» **Aim of the exercise**: Which legislators does the article below on the Legislature's historic opening week identify with a party-and-county label such as "R-Mercer"? List each one with that label.

» **Article**:
WVPA Sharing

At the Capitol: A historic week

CHARLESTON, W.Va. — The opening of 82nd session of the West Virginia Legislatie Session was a historic week at the Capitol, as Republicans took control of the Senate and House of Delegates for the first time since 1932.
The Senate elected Sen. Bill Cole, R-Mercer, a Bluefield businessman who owns several car dealerships, as president on a 19-15 vote. Cole is a freshman senator, having been elected in 2012, after being appointed to fill a vacancy in the House of Delegates in 2010.

In the House, longtime Minority Leader Tim Armstead, R-Kanawha, was elected speaker on a 64-35 party line vote, with Delegate Rupie Phillips, D-Wyoming, abstaining.

In their acceptance speeches, both new leaders expressed their desire
to move the state forward.
“My sincere hope is we work together to lift up our future generations,” Armstead said. “It’s time to work together to write a new chapter in West Virginia.”

Cole said he wants to make the state a more attractive location for job-creating companies.

“It’s time our children no longer call West Virginia the place they
visit on special occasions, or the place where they’re from. It’s time
to find every possible way to keep our kids home,” he said.

The November elections brought a remarkable flood of new faces to the Legislature, including 10 new senators and 33 new delegates.

In the House, that runs the gamut from 18-year-old Delegate Saira Blair, R-Berkeley, who is the youngest person to serve in the West Virginia Legislature and currently is the youngest legislator in the nation, to Delegate Frank Deem, R-Wood, who at 86, returns to the House 60 years after his first term in 1955-56.

The new Republican leadership wasted no time taking action, moving forward with a bill to repeal the state’s Alternative and Renewable Energy Portfolio Act, passed in 2009 under then-Gov. Joe Manchin.

Last fall, many of the newly elected Republican legislators campaigned for repeal of the legislation, calling it “West Virginia’s Cap-and-Trade.” Proponents of the act, however, noted that it does not restrict greenhouse gas emissions, like the federal Cap-and-Trade, but merely provides incentives for electric power companies to use sources of energy other than coal to produce 25 percent of their power generation by 2025.

» **Extracted information**:
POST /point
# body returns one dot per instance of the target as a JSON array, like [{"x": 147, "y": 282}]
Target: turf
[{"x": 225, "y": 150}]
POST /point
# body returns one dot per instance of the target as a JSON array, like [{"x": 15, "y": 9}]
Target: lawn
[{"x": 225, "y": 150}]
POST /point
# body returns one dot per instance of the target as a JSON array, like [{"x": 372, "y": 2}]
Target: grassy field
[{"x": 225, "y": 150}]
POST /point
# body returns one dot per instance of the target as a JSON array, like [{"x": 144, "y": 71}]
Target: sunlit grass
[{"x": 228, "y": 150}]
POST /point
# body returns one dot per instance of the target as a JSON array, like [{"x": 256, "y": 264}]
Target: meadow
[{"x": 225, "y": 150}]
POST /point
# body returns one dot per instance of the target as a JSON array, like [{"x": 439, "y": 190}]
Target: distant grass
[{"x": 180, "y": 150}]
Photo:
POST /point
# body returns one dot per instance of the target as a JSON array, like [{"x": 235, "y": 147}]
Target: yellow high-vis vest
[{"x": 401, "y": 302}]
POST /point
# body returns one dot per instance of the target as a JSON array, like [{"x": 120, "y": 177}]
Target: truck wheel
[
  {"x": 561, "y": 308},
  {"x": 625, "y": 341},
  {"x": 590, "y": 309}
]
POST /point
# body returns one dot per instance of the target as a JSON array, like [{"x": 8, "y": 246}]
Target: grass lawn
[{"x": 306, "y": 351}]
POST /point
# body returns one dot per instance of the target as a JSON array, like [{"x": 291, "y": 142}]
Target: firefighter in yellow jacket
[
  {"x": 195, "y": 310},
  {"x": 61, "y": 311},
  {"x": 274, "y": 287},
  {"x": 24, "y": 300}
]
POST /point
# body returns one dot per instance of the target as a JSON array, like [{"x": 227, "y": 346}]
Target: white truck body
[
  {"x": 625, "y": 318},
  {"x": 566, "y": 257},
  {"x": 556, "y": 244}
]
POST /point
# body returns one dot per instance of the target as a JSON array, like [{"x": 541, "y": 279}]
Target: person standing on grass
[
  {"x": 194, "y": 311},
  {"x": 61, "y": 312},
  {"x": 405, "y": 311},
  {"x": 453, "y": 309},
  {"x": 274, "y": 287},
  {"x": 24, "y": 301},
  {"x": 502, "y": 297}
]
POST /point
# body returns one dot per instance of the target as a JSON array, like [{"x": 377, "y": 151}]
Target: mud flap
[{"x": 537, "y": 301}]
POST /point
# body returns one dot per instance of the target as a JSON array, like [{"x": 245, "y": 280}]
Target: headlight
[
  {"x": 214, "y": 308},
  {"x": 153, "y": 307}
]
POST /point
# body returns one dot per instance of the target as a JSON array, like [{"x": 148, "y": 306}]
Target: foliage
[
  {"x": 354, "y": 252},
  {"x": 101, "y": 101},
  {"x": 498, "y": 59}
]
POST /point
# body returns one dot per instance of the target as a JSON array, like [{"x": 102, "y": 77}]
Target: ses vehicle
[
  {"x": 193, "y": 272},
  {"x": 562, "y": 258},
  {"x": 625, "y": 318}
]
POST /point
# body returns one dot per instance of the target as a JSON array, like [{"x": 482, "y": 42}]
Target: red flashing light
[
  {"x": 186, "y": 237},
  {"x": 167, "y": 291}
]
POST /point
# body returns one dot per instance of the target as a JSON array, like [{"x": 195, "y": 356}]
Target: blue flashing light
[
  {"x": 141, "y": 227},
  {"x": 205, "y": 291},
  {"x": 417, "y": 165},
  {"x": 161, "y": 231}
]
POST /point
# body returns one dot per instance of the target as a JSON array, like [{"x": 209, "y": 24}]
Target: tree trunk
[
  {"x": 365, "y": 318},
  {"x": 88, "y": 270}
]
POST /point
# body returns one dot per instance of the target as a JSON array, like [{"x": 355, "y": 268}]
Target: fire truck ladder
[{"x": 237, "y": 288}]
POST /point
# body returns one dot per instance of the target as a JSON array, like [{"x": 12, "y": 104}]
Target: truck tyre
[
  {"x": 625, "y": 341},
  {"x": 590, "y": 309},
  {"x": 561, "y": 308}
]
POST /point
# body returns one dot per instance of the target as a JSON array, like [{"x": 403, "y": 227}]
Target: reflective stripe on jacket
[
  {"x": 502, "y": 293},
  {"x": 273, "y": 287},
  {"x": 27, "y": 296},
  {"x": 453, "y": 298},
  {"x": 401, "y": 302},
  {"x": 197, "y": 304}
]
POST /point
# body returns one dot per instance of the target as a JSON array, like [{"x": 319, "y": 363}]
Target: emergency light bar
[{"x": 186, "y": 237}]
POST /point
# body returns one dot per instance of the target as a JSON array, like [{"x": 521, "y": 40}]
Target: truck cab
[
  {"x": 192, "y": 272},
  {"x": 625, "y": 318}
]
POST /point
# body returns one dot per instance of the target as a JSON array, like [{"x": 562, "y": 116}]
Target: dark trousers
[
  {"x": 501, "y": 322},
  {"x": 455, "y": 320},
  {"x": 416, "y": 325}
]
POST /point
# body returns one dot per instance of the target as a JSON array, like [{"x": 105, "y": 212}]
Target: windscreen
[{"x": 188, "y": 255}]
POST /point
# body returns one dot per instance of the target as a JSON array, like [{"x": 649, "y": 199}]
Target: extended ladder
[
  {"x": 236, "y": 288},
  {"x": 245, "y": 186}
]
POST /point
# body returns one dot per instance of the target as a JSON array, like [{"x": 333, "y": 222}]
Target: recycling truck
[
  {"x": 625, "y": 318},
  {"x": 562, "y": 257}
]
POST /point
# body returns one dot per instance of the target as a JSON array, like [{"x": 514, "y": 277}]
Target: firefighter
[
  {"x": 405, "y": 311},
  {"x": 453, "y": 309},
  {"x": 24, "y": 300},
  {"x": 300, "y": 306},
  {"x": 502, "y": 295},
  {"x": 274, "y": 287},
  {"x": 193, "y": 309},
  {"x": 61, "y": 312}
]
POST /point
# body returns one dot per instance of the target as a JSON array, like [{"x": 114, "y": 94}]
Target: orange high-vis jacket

» **The answer**:
- Sen. Bill Cole, R-Mercer
- Tim Armstead, R-Kanawha
- Delegate Rupie Phillips, D-Wyoming
- Delegate Saira Blair, R-Berkeley
- Delegate Frank Deem, R-Wood